Poursuivez le texte sur Florence Arthaud à partir de sa dernière phrase.

- **Texte fourni**

┄┄┄┄┄┄┄┄┄┄

Les années 1970 et 1980 voient Arthaud enchaîner les courses au large. Elle participe à la première Route du Rhum en 1978 et termine onzième. En 1986, lors d’une édition endeuillée, elle se déroute pour tenter de secourir Loïc Caradec, navigateur finalement disparu en mer : cette vision la hantera longtemps.
Trompe la mort à plusieurs reprises
Florence Arthaud survivra encore à d’autres épreuves. En 2001, son frère Jean‑Marie, avec qui elle avait appris à naviguer, se suicide sur le bateau familial. « Aucune douleur n’égalera celle de la perte de mon frère », écrira‑t‑elle plus tard dans Cette nuit, la mer est noire, témoignage de la douleur profonde qui la marqua.

┄┄┄┄┄┄┄┄┄┄

- **Données extraites**
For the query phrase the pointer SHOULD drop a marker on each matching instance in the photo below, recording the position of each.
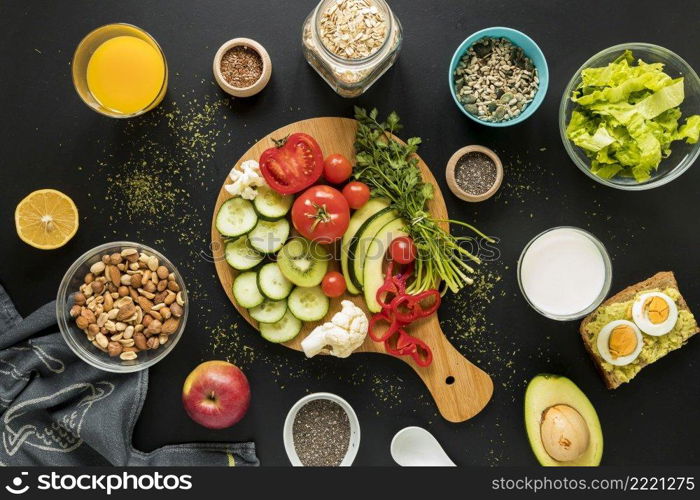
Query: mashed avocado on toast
(619, 307)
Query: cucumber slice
(303, 263)
(236, 217)
(272, 282)
(374, 277)
(308, 304)
(271, 205)
(369, 209)
(241, 256)
(283, 330)
(270, 311)
(269, 236)
(245, 290)
(361, 241)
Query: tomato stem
(321, 215)
(280, 142)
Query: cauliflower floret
(245, 179)
(341, 336)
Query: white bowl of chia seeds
(321, 430)
(498, 77)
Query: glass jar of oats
(351, 43)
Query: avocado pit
(564, 433)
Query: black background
(50, 139)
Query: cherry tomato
(333, 284)
(337, 169)
(403, 250)
(295, 163)
(357, 194)
(321, 214)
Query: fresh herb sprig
(390, 169)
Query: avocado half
(546, 392)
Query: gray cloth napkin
(55, 409)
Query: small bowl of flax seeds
(321, 430)
(242, 67)
(474, 173)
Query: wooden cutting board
(460, 389)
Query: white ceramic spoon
(416, 447)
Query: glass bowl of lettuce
(630, 116)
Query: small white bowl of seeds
(122, 307)
(321, 430)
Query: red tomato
(403, 250)
(321, 214)
(295, 163)
(337, 169)
(333, 284)
(357, 194)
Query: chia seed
(475, 173)
(321, 433)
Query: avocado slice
(361, 241)
(369, 209)
(561, 423)
(374, 277)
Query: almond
(136, 280)
(114, 349)
(140, 341)
(170, 326)
(145, 304)
(126, 311)
(162, 272)
(176, 309)
(114, 275)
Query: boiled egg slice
(655, 313)
(620, 342)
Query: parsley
(390, 169)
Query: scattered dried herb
(241, 66)
(321, 433)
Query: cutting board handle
(460, 389)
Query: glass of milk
(564, 273)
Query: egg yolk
(622, 342)
(656, 310)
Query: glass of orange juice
(119, 70)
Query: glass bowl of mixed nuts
(122, 307)
(498, 77)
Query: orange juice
(126, 74)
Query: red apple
(216, 394)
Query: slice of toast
(661, 281)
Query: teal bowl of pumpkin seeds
(498, 77)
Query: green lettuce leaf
(627, 116)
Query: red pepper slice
(401, 343)
(394, 285)
(409, 308)
(379, 317)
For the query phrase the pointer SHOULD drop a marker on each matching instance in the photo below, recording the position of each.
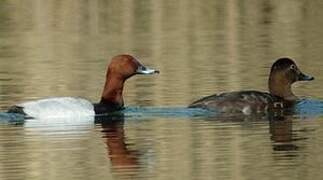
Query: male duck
(119, 70)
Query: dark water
(61, 48)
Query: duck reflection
(122, 159)
(281, 130)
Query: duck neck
(281, 87)
(112, 92)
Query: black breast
(104, 108)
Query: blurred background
(61, 48)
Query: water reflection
(281, 130)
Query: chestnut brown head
(126, 66)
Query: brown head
(119, 70)
(284, 72)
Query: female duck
(119, 70)
(283, 74)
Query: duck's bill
(145, 70)
(304, 77)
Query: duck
(120, 68)
(284, 72)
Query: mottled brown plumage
(283, 74)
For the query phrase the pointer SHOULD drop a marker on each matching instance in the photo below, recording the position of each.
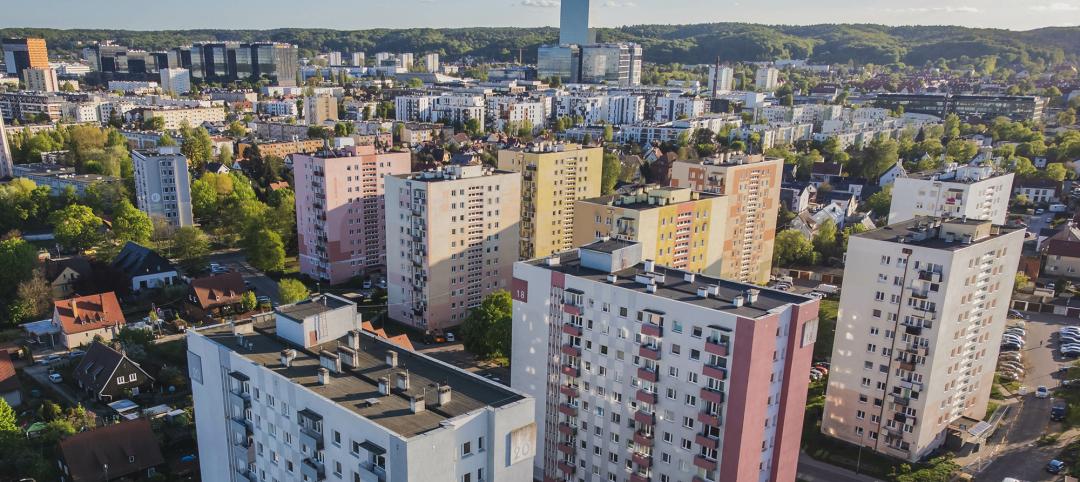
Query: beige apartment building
(921, 313)
(553, 177)
(451, 239)
(677, 227)
(752, 183)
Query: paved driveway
(1013, 451)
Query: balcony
(707, 441)
(710, 419)
(714, 372)
(647, 374)
(572, 330)
(700, 460)
(652, 330)
(645, 417)
(712, 396)
(642, 459)
(715, 347)
(571, 350)
(567, 429)
(571, 371)
(649, 351)
(647, 397)
(567, 468)
(644, 439)
(568, 410)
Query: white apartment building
(922, 310)
(309, 397)
(767, 79)
(971, 191)
(645, 373)
(176, 80)
(451, 239)
(162, 185)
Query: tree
(486, 331)
(8, 422)
(190, 245)
(248, 302)
(609, 176)
(792, 249)
(292, 291)
(265, 249)
(130, 224)
(77, 227)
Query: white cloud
(540, 3)
(1056, 7)
(961, 9)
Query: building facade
(669, 375)
(451, 239)
(553, 177)
(292, 405)
(971, 191)
(163, 186)
(752, 183)
(676, 227)
(340, 214)
(922, 310)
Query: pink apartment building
(340, 210)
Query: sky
(364, 14)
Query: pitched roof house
(129, 450)
(109, 375)
(145, 267)
(80, 319)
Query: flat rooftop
(923, 231)
(353, 388)
(675, 285)
(311, 307)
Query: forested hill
(663, 43)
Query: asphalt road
(235, 262)
(1012, 451)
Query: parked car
(1055, 466)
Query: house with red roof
(82, 318)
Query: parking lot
(1013, 450)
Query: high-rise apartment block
(41, 79)
(21, 54)
(676, 227)
(176, 80)
(162, 185)
(340, 210)
(7, 163)
(922, 310)
(971, 191)
(752, 184)
(767, 79)
(309, 397)
(574, 23)
(657, 372)
(553, 177)
(451, 239)
(318, 109)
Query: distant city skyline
(343, 15)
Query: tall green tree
(487, 330)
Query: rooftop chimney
(286, 357)
(416, 403)
(444, 395)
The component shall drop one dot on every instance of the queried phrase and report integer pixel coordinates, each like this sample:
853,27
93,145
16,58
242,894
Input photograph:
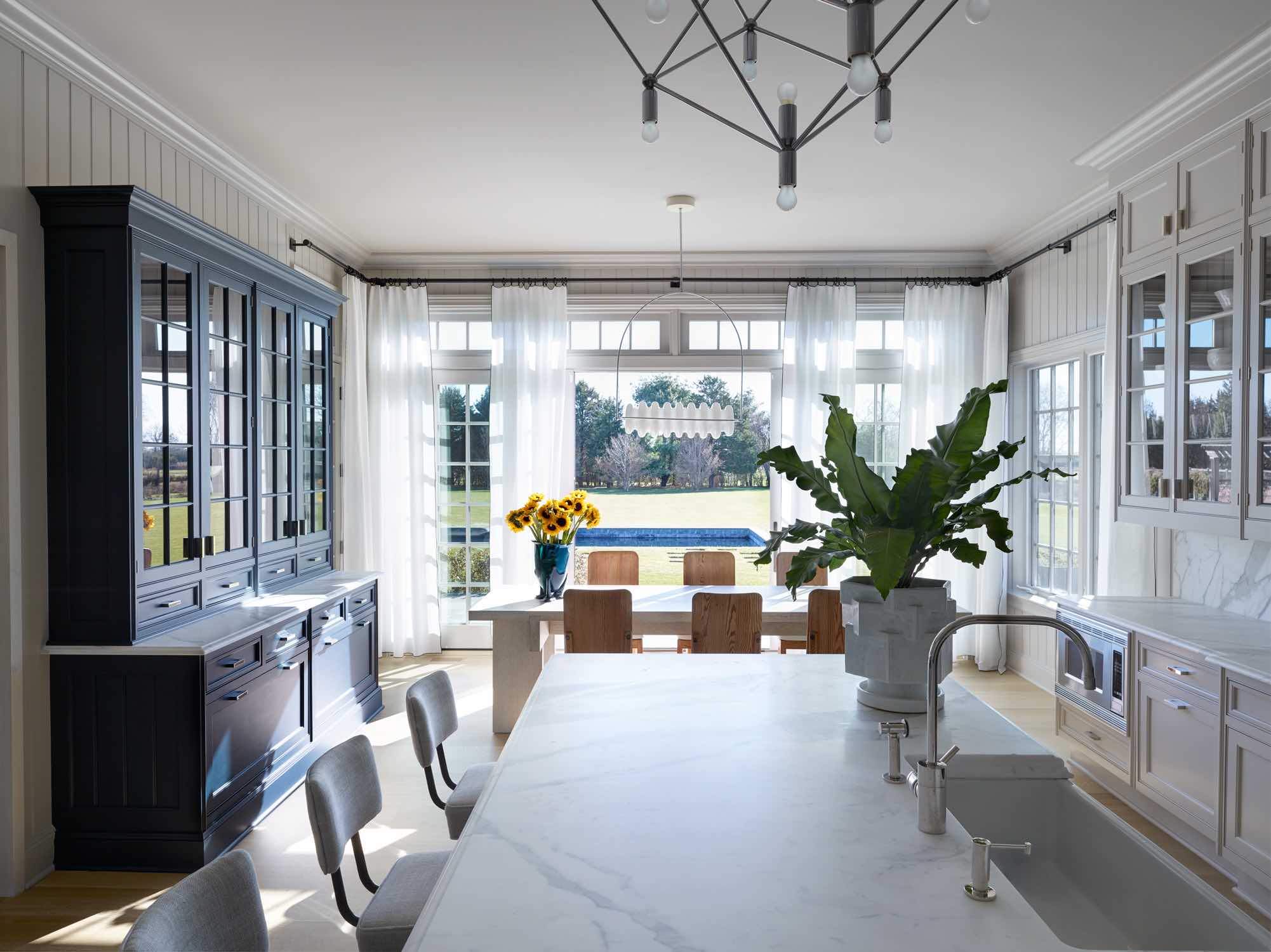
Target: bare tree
696,463
624,459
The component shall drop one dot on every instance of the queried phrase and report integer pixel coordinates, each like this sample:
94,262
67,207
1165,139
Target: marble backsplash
1225,574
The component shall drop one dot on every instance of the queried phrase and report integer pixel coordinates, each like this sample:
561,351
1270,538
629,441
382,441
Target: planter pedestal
888,642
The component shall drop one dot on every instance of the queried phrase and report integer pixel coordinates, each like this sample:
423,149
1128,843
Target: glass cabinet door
314,428
170,515
1260,379
1148,310
1210,336
276,326
228,515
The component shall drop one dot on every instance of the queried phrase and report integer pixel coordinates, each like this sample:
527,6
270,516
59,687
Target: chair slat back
824,622
613,567
710,569
597,622
782,564
728,623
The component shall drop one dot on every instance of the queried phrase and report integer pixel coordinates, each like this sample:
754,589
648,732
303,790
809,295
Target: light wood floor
81,910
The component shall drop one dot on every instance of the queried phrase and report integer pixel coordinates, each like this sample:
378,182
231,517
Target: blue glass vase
552,569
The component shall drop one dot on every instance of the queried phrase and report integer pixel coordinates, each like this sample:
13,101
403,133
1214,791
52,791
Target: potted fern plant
893,616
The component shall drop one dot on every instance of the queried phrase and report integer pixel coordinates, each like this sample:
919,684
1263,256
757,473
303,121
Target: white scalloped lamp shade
678,420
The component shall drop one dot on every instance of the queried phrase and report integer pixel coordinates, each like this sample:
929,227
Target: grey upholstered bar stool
214,909
343,793
431,712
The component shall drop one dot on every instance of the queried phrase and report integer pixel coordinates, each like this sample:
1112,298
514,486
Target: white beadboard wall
70,138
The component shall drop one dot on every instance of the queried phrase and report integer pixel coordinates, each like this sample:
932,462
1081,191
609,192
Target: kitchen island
716,802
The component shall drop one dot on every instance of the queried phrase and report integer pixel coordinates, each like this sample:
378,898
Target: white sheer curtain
945,346
1126,551
390,505
819,357
531,414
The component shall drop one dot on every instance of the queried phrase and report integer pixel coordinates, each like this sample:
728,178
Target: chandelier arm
620,40
811,126
900,23
717,117
703,51
736,70
658,70
835,60
923,36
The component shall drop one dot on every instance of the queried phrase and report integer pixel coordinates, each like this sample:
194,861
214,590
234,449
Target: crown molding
48,43
425,261
1088,205
1235,68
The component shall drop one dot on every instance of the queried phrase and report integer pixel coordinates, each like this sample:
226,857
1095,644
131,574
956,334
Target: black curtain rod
1061,244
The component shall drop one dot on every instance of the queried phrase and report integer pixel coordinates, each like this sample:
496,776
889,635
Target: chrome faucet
928,779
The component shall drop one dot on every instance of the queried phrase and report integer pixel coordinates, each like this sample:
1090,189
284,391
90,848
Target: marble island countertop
252,616
1225,640
717,802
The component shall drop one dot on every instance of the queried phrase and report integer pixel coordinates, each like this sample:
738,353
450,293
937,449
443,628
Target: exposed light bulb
978,11
862,76
658,11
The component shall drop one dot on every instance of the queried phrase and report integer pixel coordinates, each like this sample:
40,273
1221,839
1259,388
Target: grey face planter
888,642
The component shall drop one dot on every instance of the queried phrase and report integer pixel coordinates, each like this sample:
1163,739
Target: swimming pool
619,538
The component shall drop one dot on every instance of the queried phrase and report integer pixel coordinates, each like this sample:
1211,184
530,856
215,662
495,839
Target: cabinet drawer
170,604
255,724
272,574
1177,759
1096,736
233,663
1175,666
232,585
1249,704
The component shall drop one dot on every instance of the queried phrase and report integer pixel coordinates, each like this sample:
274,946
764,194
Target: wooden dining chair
707,569
614,567
728,623
824,625
597,622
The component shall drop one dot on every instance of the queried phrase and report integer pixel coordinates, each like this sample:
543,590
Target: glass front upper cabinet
314,428
170,513
276,422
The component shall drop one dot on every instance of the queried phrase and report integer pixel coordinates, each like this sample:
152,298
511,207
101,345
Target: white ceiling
514,126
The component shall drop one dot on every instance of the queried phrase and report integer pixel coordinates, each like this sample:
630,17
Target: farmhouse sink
1093,880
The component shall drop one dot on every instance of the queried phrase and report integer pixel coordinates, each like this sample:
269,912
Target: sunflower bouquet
554,520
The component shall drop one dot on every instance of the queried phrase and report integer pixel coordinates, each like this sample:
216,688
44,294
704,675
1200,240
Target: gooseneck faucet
928,779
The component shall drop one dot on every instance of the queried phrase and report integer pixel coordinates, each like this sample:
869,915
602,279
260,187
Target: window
1054,504
463,500
877,412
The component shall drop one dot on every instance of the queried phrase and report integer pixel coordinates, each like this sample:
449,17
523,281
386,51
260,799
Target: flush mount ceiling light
863,79
679,418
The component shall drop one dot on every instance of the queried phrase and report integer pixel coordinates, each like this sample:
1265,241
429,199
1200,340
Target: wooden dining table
525,628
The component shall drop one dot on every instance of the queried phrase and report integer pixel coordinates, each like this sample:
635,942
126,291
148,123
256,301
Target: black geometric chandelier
865,76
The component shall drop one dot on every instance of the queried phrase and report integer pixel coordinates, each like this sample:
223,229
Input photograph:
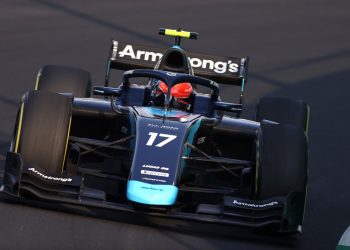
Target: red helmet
181,91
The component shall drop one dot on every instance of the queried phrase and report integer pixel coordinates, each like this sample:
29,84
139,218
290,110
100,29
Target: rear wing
227,70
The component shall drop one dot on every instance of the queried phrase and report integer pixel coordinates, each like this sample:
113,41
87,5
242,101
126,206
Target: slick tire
283,110
42,132
282,160
62,79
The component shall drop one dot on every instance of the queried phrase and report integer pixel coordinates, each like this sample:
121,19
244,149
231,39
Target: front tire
43,130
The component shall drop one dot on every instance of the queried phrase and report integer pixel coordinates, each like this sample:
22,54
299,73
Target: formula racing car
158,146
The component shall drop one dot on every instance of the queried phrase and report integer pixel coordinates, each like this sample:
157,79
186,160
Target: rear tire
282,160
43,130
62,79
283,110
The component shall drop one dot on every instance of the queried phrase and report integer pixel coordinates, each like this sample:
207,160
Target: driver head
181,94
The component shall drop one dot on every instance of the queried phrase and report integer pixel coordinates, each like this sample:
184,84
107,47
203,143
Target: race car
132,149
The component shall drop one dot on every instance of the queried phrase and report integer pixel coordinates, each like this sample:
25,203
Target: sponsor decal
49,177
220,67
128,51
154,173
246,204
124,130
171,74
200,140
162,126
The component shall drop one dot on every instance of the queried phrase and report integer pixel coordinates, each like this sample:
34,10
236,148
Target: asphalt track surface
298,49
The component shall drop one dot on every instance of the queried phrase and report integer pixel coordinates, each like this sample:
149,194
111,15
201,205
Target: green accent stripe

┄┄┄┄┄┄┄┄┄┄

- **Résultat produit**
En 2011, nouvelle frayeur : tombée à la mer en pleine nuit au large du Cap Corse, elle doit sa survie à une lampe frontale et à un téléphone portable étanche qui lui permettent d’alerter sa mère. Hélitreuillée en hypothermie après plus de trois heures dans l’eau, elle échappe une fois encore au pire. Ces épisodes successifs donnent le portrait d’une femme qui a constamment défié l’élément, la mort et ses propres limites.
La vie de Florence Arthaud, intense et risquée, se conclut tragiquement dans l’accident de 2015. Sa trajectoire, faite d’exploits et de souffrances, laisse le souvenir d’une navigatrice hors norme, dont la passion pour la mer a été à la fois la force et le risque permanent.